Exercise material.
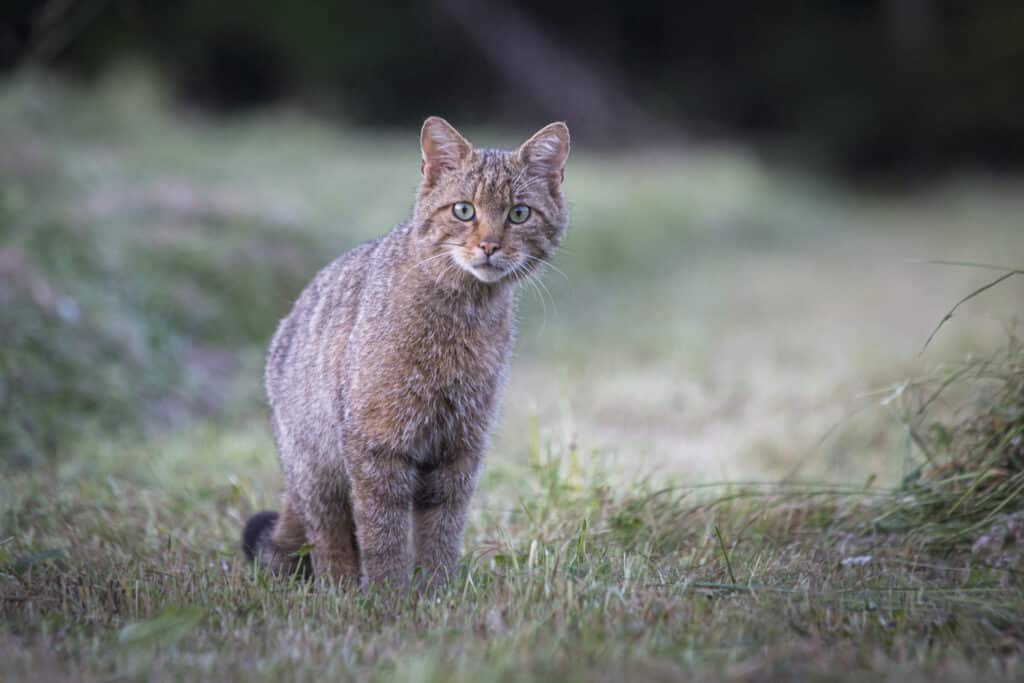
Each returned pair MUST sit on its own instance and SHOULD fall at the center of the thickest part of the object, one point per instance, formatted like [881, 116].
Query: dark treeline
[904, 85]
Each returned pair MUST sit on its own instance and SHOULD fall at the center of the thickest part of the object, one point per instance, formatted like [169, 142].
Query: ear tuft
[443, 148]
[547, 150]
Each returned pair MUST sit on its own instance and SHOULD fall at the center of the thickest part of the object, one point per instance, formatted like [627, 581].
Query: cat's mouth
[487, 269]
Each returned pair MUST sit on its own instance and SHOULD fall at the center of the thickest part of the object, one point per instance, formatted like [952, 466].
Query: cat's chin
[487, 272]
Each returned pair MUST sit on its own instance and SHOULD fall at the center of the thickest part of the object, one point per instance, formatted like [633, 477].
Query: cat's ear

Work instructions.
Rescale the material above by copying every line again, requests included, with each point coordinate in the answers multiplied by 1.9 and rounded to a whole number (halves round up). Keep the sample coordinates inside the requests unchanged, and leave the pictures out.

Result of this exercise.
Each returned pair MUST sit on its own instance and SHOULD fall at the center of the thickest part of the object, one point per instance, formatted like [881, 116].
Query: dark treeline
[1718, 162]
Each returned pair MUST sit on its own instance and SHOULD fall at the center of the thickest part of the object, one point per instance, formatted like [169, 142].
Query: ear tuft
[842, 281]
[1039, 285]
Each returned pair MUST sit on its own instance and SHOULD fall at the center of the thickest part of the object, one point per instance, formatted like [627, 581].
Query: cat's mouth
[925, 511]
Each returned pair MUST sit on its own instance and SHOULD fall at the center of the thickest part of the object, one point per instance, formatted like [952, 466].
Query: cat's chin
[925, 517]
Each returned pair MUST sit on its own instance and SHOULD fall at the center of the thickest part of the object, one point per instance, formatted like [633, 477].
Query: cat's ear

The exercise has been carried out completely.